■ **Task instructions**
1. Copy the food allergy post from "Spotting a Food" to "exposed to nuts.", substituting "cashews" for "peanuts".
2. Please pick up the post on spotting food allergies in children and keep writing it from where it stops.

■ **Extract**
####################

The recall involves 95,000 Majestic High Chairs made by Evenflo Co. Inc. The company says they pose a hazard for small children when parts come loose and the seat backs fall off. The company, which is based in Miamisburg, Ohio, received more than 1,000 reports of parts falling out.

The high chairs are made in China and were sold nationwide at juvenile product and mass merchandise stores, including Toys “R” Us, Babies “R” Us, Burlington Coat Factory and Shopko, and online at walmart.com from January 2006 through May 2007.

For more information consumers can call Evenflo at 800-233-5921 or visit http://www.majestichighchair.com.

Spotting a Food Allergy

With the Holiday Season upon us, and parties galore, a lot of children are exposed to new foods. Just the other day while at a party with my family, I quickly intervened when I saw an 8 year old boy offering my 2 year oldson some peanuts. I rushed over and politely explained to the boy that my son was too young to have peanuts. Most pediatricians now reccomend waiting till a child is 4 to be exposed to nuts.

I thought I would write a post about spotting an allergic reaction caused by food, because the symptoms can easily be confused with other illnesses. Because there are many things that can be confused with food allergies, it is important for parents to know the difference.

Symptoms of a food allergy

  • Skin problems
    • Hives (red spots that look like mosquito bites)
    • Itchy skin rashes (eczema, also called atopic dermatitis)
    • Swelling
    • Breathing problems
    • Sneezing
    • Wheezing
    • Throat tightness
  • Stomach symptoms
    • Nausea
    • Vomiting
    • Diarrhea
    • Circulation symptoms
    • Pale skin
    • Light-headedness
    • Loss of consciousness

If several areas of the body are affected, the reaction may be severe or even life-threatening. This type of allergic reaction is called anaphylaxis and requires immediate medical attention.

Anaphylaxis is a serious allergic reaction. It comes on quickly and can be fatal. This type of reaction is a medical emergency and immediate medical attention is important. For anyone experiencing anaphylaxis, epinephrine should be given right away followed by a call to 911 for further treatment and transfer to a hospital.

Not a food allergy

Food can cause many illnesses that are sometimes confused with food allergies. The following are not food allergies:

  • Food poisoning—Can cause diarrhea or vomiting, but is usually caused by bacteria in spoiled food or undercooked food.

####################

(Saved entries)
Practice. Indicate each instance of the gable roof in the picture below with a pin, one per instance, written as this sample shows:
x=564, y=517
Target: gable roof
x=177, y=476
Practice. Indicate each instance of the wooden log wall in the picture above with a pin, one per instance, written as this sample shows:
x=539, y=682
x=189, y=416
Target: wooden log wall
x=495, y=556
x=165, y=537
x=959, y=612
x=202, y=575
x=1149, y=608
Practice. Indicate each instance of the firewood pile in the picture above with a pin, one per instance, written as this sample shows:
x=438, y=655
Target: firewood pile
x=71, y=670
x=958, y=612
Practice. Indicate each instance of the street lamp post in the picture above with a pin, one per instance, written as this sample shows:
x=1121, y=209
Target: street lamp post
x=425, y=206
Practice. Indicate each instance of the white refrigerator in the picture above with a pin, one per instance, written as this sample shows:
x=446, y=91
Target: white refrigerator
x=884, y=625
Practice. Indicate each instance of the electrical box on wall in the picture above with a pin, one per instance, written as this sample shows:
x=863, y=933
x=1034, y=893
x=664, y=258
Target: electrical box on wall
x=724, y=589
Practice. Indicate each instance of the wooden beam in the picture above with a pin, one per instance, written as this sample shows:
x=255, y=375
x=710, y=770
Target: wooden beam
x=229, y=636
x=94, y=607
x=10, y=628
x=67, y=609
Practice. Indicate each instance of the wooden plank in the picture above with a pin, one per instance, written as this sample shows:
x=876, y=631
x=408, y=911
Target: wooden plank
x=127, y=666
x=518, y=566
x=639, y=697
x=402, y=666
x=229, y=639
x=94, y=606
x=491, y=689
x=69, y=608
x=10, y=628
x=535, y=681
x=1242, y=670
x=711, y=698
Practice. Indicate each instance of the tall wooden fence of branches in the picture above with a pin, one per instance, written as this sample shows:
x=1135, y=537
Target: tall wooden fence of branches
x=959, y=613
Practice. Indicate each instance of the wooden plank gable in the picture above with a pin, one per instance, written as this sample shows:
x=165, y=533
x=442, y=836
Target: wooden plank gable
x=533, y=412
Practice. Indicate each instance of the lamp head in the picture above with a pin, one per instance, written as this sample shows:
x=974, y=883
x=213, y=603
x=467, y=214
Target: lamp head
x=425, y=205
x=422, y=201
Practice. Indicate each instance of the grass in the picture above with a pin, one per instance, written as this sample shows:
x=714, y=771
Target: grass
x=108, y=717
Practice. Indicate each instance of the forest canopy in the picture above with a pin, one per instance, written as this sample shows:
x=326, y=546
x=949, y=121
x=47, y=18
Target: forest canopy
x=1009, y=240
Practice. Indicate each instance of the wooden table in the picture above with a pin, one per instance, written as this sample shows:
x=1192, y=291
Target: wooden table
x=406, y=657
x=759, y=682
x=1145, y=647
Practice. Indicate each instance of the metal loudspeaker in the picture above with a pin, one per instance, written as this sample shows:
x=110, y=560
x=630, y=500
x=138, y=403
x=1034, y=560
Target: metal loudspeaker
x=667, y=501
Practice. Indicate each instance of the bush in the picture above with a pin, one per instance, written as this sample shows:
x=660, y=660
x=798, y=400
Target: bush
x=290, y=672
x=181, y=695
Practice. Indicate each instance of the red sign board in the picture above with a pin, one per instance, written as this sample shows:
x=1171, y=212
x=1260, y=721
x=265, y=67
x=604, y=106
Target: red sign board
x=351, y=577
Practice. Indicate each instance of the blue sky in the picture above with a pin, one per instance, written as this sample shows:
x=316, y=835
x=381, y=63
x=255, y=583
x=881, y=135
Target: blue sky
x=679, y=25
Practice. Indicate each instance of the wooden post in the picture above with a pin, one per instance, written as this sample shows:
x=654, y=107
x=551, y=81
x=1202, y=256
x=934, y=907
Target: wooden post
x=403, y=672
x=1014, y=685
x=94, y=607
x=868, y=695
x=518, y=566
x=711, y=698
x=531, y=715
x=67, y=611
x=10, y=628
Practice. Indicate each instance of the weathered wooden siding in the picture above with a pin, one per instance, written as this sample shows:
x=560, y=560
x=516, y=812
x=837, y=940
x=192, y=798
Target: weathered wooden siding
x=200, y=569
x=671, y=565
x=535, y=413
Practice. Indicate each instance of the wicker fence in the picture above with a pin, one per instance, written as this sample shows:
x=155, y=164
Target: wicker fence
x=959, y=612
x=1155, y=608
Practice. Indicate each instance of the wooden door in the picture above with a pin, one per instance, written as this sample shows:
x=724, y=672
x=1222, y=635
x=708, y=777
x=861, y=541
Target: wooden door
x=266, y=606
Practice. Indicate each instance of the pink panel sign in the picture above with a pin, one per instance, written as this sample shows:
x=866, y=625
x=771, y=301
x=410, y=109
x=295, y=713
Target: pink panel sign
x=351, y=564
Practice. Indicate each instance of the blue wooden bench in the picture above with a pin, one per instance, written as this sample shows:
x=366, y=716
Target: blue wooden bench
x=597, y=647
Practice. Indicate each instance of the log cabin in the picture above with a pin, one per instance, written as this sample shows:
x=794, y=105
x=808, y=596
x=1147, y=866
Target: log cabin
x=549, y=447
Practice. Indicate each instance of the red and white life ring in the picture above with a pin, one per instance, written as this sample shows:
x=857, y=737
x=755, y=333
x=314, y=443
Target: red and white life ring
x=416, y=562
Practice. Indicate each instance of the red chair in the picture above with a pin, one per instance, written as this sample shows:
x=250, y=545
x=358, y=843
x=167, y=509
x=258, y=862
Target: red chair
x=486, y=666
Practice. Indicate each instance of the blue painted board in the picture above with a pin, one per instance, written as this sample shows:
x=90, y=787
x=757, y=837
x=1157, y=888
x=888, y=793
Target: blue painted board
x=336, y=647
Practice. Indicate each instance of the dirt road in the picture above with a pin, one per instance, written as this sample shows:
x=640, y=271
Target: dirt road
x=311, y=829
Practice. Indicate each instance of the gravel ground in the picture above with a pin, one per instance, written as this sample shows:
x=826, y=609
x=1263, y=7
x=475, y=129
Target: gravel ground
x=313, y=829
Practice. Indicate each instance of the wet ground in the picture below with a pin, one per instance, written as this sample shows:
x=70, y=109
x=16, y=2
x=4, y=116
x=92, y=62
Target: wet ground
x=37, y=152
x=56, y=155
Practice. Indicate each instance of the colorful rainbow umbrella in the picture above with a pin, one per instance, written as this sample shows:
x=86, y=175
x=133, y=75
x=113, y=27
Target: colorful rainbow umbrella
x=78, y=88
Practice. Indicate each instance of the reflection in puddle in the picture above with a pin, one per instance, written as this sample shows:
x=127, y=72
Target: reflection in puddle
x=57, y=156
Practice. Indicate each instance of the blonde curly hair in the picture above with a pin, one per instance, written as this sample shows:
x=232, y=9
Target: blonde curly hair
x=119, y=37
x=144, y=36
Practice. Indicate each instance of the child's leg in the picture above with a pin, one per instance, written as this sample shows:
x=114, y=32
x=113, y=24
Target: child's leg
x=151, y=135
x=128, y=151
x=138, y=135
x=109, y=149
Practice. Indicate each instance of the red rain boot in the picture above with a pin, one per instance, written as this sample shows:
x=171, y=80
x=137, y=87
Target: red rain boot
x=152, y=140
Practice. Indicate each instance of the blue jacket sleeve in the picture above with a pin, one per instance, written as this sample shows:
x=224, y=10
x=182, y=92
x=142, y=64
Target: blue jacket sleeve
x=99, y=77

####################

■ **Answers**
1.
Spotting a Food Allergy

With the Holiday Season upon us, and parties galore, a lot of children are exposed to new foods. Just the other day while at a party with my family, I quickly intervened when I saw an 8 year old boy offering my 2 year oldson some cashews. I rushed over and politely explained to the boy that my son was too young to have cashews. Most pediatricians now reccomend waiting till a child is 4 to be exposed to nuts.

2.
  • Drug effects—Certain ingredients, such as caffeine in soda or candy, can make your child shaky or restless.
  • Skin irritation—Can often be caused by acids found in such foods as orange juice or tomato products.
  • Diarrhea—Can occur in small children from too much sugar, such as from fruit juices.

Some food-related illnesses are called intolerance, or a food sensitivity, rather than an allergy because the immune system is not causing the problem. Lactose intolerance is an example of a food intolerance that is often confused with a food allergy. Lactose intolerance is when a person has trouble digesting milk sugar, called lactose, leading to stomachaches, bloating, and loose stools.

Sometimes reactions to the chemicals added to foods, such as dyes or preservatives, are mistaken for a food allergy. However, while some people may be sensitive to certain food additives, it is rare to be allergic to them.

Foods that can cause food allergies

Any food could cause a food allergy, but most food allergies are caused by the following:

  • Cow milk
  • Eggs
  • Peanuts
  • Soy
  • Wheat
  • Nuts from trees (such as walnuts, pistachios, pecans, cashews)
  • Fish (such as tuna, salmon, cod)
  • Shellfish (such as shrimp, lobster)
  • Peanuts, nuts, and seafood are the most common causes of severe reactions. Allergies also occur to other foods such as meats, fruits, vegetables, grains, and seeds such as sesame.

The good news is that food allergies are often outgrown during early childhood. It is estimated that 80% to 90% of egg, milk, wheat, and soy allergies go away by age 5 years. Some allergies are more persistent. For example, 1 in 5 young children will outgrow a peanut allergy and fewer will outgrow allergies to nuts or seafood. Your pediatrician or allergist can perform tests to track your child’s food allergies and watch to see if they are going away.